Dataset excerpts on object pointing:
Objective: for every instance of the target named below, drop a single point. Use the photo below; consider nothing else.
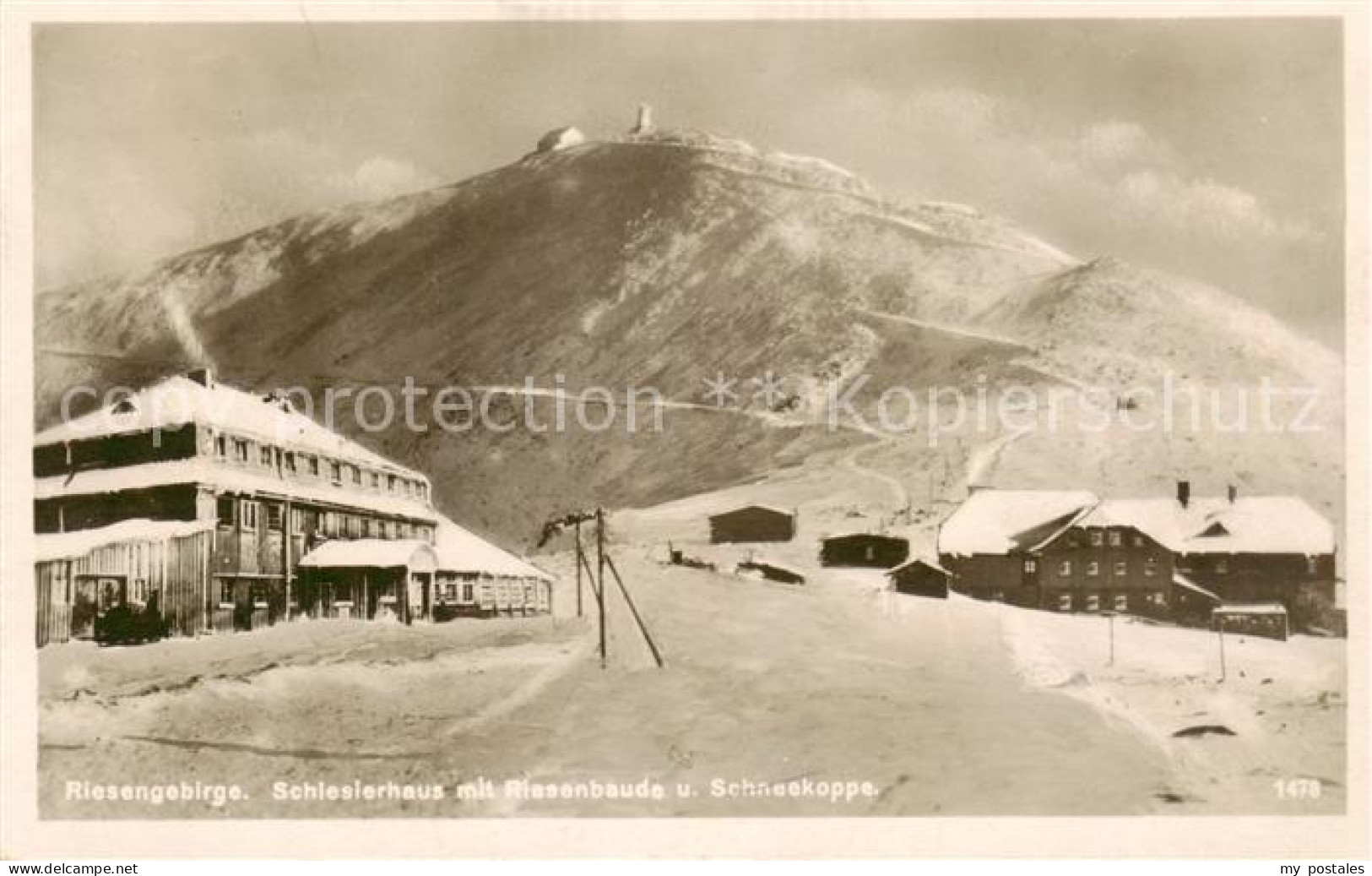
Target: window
(224, 509)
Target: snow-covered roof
(919, 560)
(371, 553)
(1214, 525)
(69, 546)
(1002, 520)
(1181, 581)
(179, 400)
(866, 535)
(226, 476)
(752, 507)
(461, 551)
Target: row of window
(1120, 601)
(281, 460)
(247, 514)
(1098, 538)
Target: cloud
(1110, 173)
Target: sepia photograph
(541, 414)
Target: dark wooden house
(921, 577)
(770, 570)
(752, 524)
(865, 549)
(1178, 559)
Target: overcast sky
(1212, 149)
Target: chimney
(645, 118)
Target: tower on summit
(645, 120)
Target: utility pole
(578, 569)
(1222, 650)
(599, 577)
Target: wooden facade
(752, 524)
(259, 504)
(173, 571)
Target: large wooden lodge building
(1176, 558)
(235, 511)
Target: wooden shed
(921, 577)
(865, 549)
(770, 570)
(752, 524)
(369, 579)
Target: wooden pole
(581, 559)
(599, 579)
(1112, 641)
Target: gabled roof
(865, 535)
(1214, 525)
(70, 546)
(179, 400)
(919, 560)
(1003, 520)
(461, 551)
(371, 553)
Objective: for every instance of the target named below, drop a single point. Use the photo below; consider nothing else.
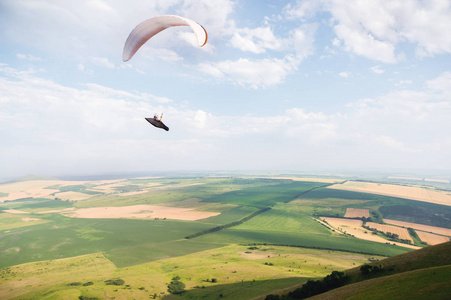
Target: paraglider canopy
(147, 29)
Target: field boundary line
(222, 227)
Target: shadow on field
(240, 290)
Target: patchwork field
(401, 232)
(357, 213)
(64, 239)
(140, 212)
(426, 228)
(408, 192)
(354, 227)
(431, 238)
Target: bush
(315, 287)
(114, 282)
(176, 287)
(369, 269)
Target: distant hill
(419, 274)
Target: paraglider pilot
(155, 121)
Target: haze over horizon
(303, 86)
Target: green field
(46, 254)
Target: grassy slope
(419, 274)
(235, 268)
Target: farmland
(250, 234)
(431, 238)
(357, 213)
(401, 232)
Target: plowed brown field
(403, 233)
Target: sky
(281, 86)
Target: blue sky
(300, 86)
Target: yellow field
(432, 239)
(427, 228)
(140, 212)
(310, 179)
(408, 192)
(403, 233)
(354, 227)
(357, 213)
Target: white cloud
(48, 126)
(377, 70)
(28, 57)
(103, 61)
(256, 40)
(252, 73)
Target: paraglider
(155, 121)
(147, 29)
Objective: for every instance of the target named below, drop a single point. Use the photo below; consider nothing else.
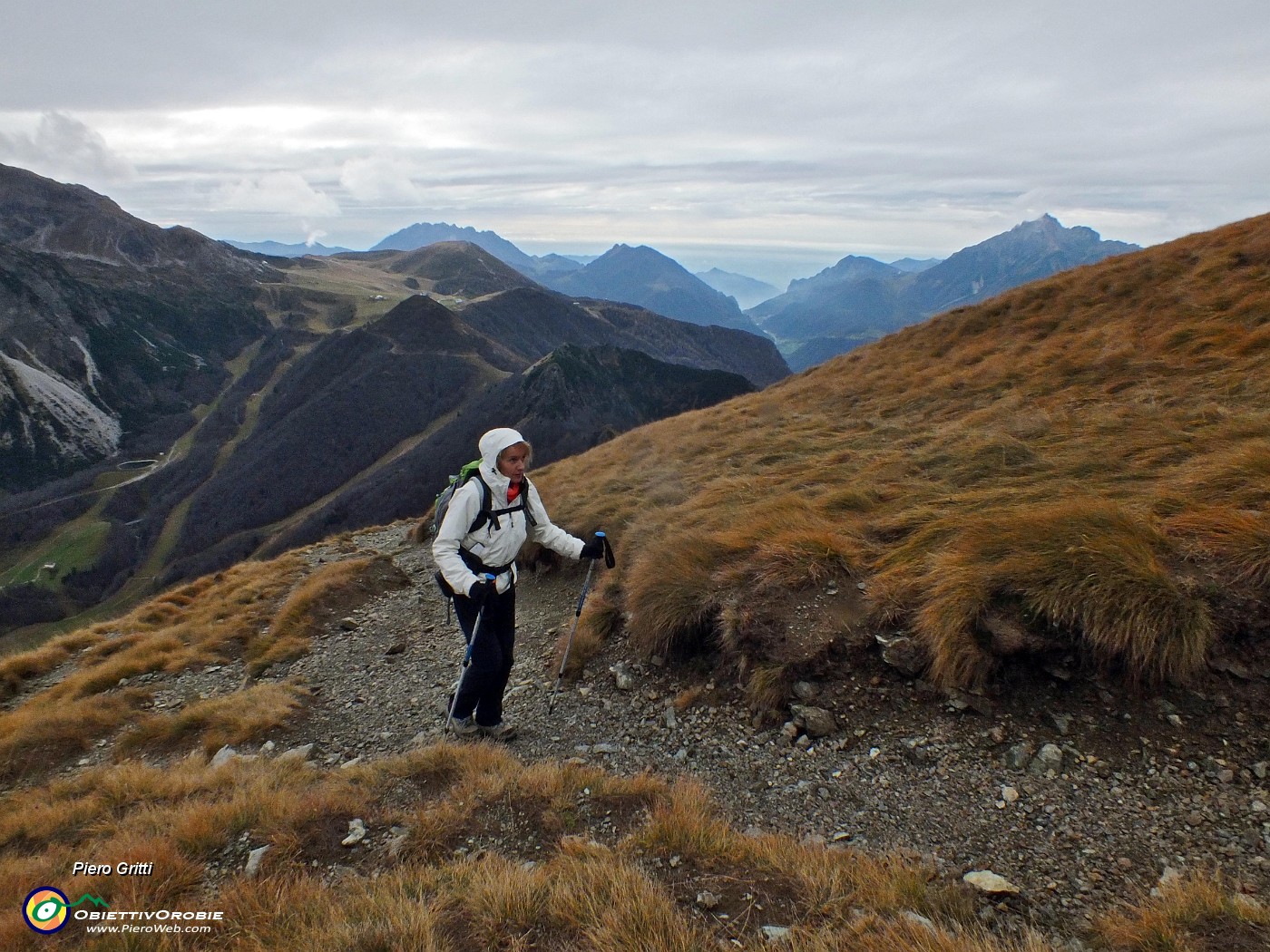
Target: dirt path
(1142, 784)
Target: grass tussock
(1235, 543)
(1089, 570)
(618, 862)
(1190, 914)
(216, 721)
(338, 587)
(916, 465)
(254, 612)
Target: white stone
(356, 833)
(988, 881)
(253, 862)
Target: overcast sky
(764, 137)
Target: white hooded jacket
(494, 546)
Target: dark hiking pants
(485, 678)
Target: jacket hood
(494, 443)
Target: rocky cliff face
(860, 300)
(107, 324)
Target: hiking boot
(501, 732)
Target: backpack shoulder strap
(485, 505)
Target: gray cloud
(813, 129)
(61, 145)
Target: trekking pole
(577, 615)
(467, 660)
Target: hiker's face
(513, 460)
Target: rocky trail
(1077, 792)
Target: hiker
(472, 543)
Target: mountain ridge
(860, 298)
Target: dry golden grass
(340, 584)
(212, 619)
(1082, 460)
(591, 888)
(228, 719)
(1191, 914)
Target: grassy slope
(1082, 461)
(1104, 429)
(619, 863)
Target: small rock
(803, 689)
(908, 914)
(904, 654)
(622, 676)
(356, 833)
(708, 900)
(988, 881)
(1020, 755)
(1048, 758)
(253, 862)
(300, 753)
(816, 721)
(397, 843)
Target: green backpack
(486, 513)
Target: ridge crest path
(1146, 783)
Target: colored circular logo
(44, 909)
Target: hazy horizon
(737, 135)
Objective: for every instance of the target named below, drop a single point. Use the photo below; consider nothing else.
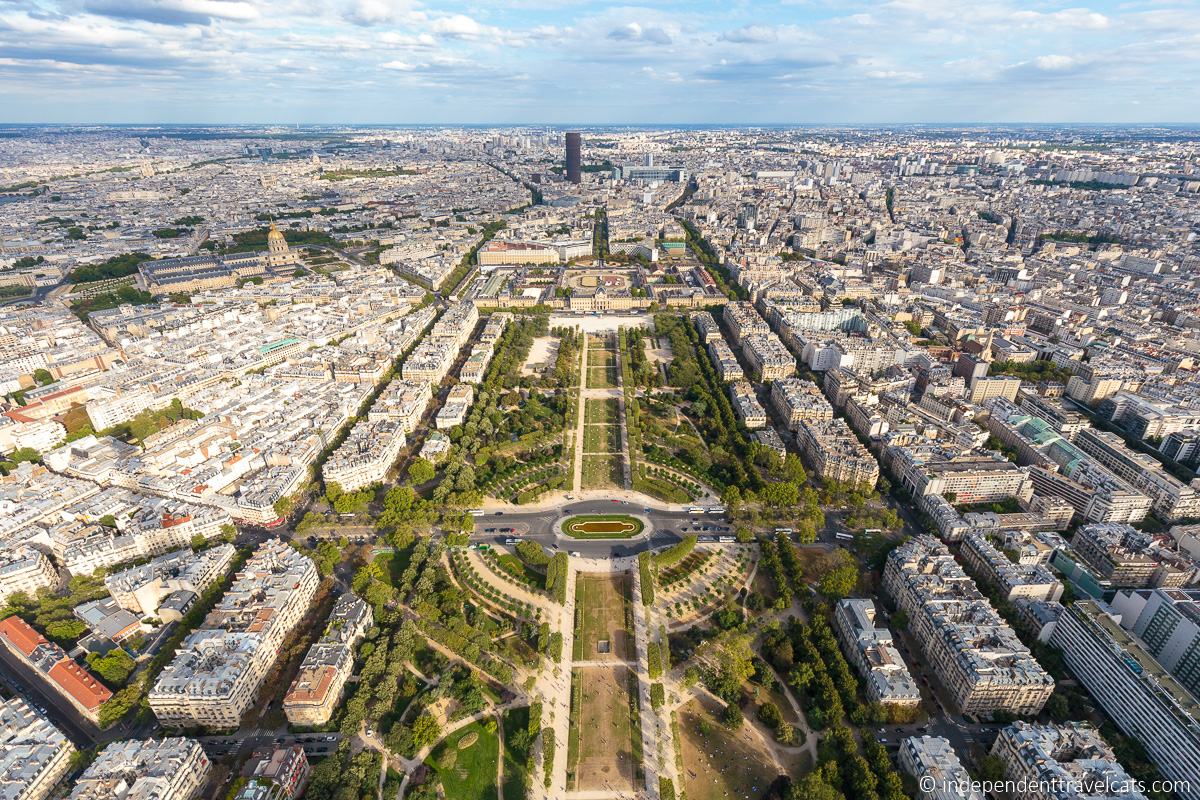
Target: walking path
(557, 695)
(654, 758)
(577, 473)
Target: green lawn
(469, 773)
(600, 359)
(603, 410)
(601, 378)
(601, 471)
(631, 525)
(601, 438)
(516, 723)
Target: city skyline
(555, 62)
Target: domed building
(277, 251)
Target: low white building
(34, 755)
(153, 769)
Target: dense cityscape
(707, 462)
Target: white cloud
(457, 26)
(751, 35)
(1055, 62)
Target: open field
(658, 349)
(515, 777)
(601, 729)
(543, 353)
(600, 632)
(601, 359)
(603, 525)
(601, 439)
(601, 471)
(719, 763)
(601, 377)
(600, 410)
(467, 770)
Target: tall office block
(574, 164)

◆ **Brief**
Using the listing above, copy exactly the lines from the one that contains "Target: farmland" through its last line, both included, but not the pictures.

◆ **Response**
Target: farmland
(250, 234)
(431, 238)
(357, 213)
(401, 232)
Target: plowed brown field
(403, 233)
Target: sky
(281, 86)
Target: blue sky
(300, 86)
Target: yellow field
(432, 239)
(427, 228)
(140, 212)
(310, 179)
(408, 192)
(403, 233)
(354, 227)
(357, 213)
Target: white cloud
(48, 126)
(377, 70)
(28, 57)
(103, 61)
(256, 40)
(252, 73)
Target: paraglider
(155, 121)
(147, 29)
Objective: for every instance of the target named below, drop a single point. Use the photo below; consider nothing else.
Target: dirt path
(1142, 784)
Target: grass tussock
(1235, 543)
(1089, 570)
(618, 862)
(1190, 914)
(216, 721)
(338, 587)
(916, 465)
(254, 612)
Target: white stone
(356, 833)
(988, 881)
(253, 862)
Target: overcast sky
(764, 137)
Target: white hooded jacket
(494, 546)
Target: dark hiking pants
(485, 678)
Target: jacket hood
(494, 443)
Target: rocky cliff face
(860, 300)
(107, 324)
Target: hiking boot
(501, 732)
Target: backpack shoulder strap
(485, 505)
Target: gray cloud
(813, 129)
(61, 145)
Target: trekking pole
(577, 615)
(467, 660)
Target: hiker's face
(513, 460)
Target: rocky trail
(1077, 792)
Target: hiker
(472, 543)
Target: mountain ridge
(860, 298)
Target: dry golden grass
(340, 584)
(212, 619)
(1082, 460)
(591, 888)
(228, 719)
(1191, 914)
Target: grassy slope
(1082, 461)
(1104, 429)
(619, 863)
Target: small rock
(803, 689)
(908, 914)
(904, 654)
(622, 676)
(356, 833)
(708, 900)
(988, 881)
(1020, 755)
(1048, 758)
(253, 862)
(300, 753)
(816, 721)
(397, 843)
Target: green backpack
(486, 513)
Target: ridge crest path
(1146, 783)
Target: colored circular logo
(44, 909)
Target: hazy horizon
(737, 135)
Objective: for every instance of the target named below, drop a single point. Use the photo below; consider nothing else.
Target: walking path
(557, 695)
(654, 758)
(577, 473)
Target: green lawn
(469, 773)
(600, 359)
(603, 410)
(601, 378)
(601, 471)
(631, 525)
(601, 438)
(516, 723)
Target: city skyline
(555, 62)
Target: domed building
(277, 251)
Target: low white building
(34, 755)
(153, 769)
Target: dense cityscape
(707, 462)
Target: white cloud
(457, 26)
(751, 35)
(1055, 62)
Target: open field
(658, 349)
(515, 777)
(601, 729)
(543, 353)
(600, 632)
(601, 359)
(603, 525)
(601, 439)
(601, 471)
(719, 763)
(601, 377)
(600, 410)
(467, 770)
Target: tall office block
(574, 164)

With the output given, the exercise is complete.